**EXERCISE GOAL**
Please copy the material below word for word, from the line containing "answer like [101,112]." up to and including the last line of the material.

**GIVEN DATA**

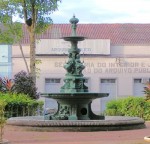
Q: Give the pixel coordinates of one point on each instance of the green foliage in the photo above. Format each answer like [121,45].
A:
[130,106]
[147,91]
[2,119]
[20,105]
[6,85]
[133,106]
[23,83]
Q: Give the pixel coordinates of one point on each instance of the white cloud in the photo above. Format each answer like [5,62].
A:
[104,11]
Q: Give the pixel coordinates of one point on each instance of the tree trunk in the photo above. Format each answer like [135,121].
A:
[32,55]
[27,68]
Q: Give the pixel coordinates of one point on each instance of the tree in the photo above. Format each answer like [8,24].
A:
[36,15]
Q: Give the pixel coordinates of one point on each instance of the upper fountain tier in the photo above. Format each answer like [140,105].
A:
[74,36]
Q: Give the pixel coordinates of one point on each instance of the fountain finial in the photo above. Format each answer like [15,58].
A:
[74,22]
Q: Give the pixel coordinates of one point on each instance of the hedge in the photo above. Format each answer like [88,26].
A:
[20,105]
[130,106]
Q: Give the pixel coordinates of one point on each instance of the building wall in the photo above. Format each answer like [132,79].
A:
[5,61]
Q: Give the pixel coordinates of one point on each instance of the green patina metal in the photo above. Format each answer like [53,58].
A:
[74,80]
[74,100]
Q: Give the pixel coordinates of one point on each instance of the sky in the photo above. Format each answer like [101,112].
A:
[103,11]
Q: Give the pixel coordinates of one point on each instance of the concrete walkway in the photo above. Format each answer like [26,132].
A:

**SOLUTION BELOW**
Q: Give the pixel coordinates of one point on each instance of the sky in the photo above. Format each answer like [101,112].
A:
[103,11]
Q: Give the pixel coordinates of one point on each instance of the concrete walkway in the photo above. Format each answer like [26,132].
A:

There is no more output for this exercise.